▸ **WHAT YOU HAVE TO DO**: Each line that follows should be printed again exactly as it stands.

▸ **THE RECORDS**:
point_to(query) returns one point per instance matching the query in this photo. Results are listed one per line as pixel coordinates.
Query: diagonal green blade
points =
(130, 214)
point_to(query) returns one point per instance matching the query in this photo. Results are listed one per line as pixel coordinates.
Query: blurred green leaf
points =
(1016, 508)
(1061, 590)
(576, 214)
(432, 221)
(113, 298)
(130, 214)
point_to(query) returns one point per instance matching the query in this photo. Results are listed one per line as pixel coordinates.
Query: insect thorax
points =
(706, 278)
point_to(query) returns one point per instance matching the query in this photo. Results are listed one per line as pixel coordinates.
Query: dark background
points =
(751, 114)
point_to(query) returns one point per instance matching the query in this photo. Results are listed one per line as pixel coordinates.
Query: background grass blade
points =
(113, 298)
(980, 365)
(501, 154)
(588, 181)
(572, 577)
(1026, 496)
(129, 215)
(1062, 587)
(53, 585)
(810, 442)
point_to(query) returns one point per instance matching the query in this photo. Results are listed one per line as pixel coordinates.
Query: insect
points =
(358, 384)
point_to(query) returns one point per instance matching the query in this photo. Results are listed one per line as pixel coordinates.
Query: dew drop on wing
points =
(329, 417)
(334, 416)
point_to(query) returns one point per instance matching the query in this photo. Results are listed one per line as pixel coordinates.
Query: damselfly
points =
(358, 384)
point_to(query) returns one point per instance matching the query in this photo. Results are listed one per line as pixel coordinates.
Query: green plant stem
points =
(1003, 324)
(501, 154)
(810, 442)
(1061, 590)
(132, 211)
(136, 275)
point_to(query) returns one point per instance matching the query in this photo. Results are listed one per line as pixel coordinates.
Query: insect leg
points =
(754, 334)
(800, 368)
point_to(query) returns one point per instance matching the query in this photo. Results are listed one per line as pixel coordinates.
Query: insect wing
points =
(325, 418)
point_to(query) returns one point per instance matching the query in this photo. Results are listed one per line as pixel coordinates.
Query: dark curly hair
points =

▸ **ANSWER**:
point_to(query) returns one point per instance matching the query in this photo. Results are listed one per line as pixel coordinates.
Query: diagonal green blade
points =
(130, 214)
point_to(query) returns one point per instance matching the query in this photo. Results are listed one per line as pixel coordinates.
Query: blurred green leaf
points =
(1016, 508)
(1061, 590)
(576, 214)
(432, 221)
(113, 298)
(130, 214)
point_to(query) returns one point per instance matching the query in this photo. Results are listed one per line as pixel coordinates.
Query: insect thorax
points =
(706, 278)
point_to(query) returns one point per instance matching the query in this photo. Results are listed one per line as pixel coordinates.
Query: dark background
points =
(751, 114)
point_to(query) returns one point per instance matching the query in this photo. Results are listed one per line as pixel coordinates.
Query: background grass blade
points =
(113, 298)
(980, 365)
(501, 154)
(588, 181)
(572, 577)
(1026, 496)
(129, 215)
(1062, 587)
(53, 585)
(810, 442)
point_to(query) returns one point per instance matching the query in this photo. Results are listed one per line as pixel coordinates.
Query: insect
points =
(358, 384)
point_to(query) returns one point per instance matching the query in this photo. Results are listed one per line as pixel coordinates.
Query: dew drop on wing
points =
(329, 417)
(334, 416)
point_to(query) returns one point per instance matching the query in this photo. Results are listed one per line as pixel coordinates.
Query: damselfly
points =
(358, 384)
point_to(query) returns one point per instance matching the query in this photo. Results are listed one per line as pixel coordinates.
Query: green plant stem
points =
(1003, 324)
(501, 154)
(810, 442)
(1061, 590)
(132, 211)
(136, 275)
point_to(query) returns one point per instance matching the query in this photo. Results are listed one per line as pixel coordinates.
Query: insect leg
points =
(754, 334)
(800, 368)
point_to(query) returns one point per instance matching the query in this photo. Results are listed one per line as pixel coordinates.
Query: insect wing
points =
(325, 418)
point_to(query) returns one point per instance matching the query in this photo. Results are listed one per line as pixel coordinates.
Query: dark curly hair
points =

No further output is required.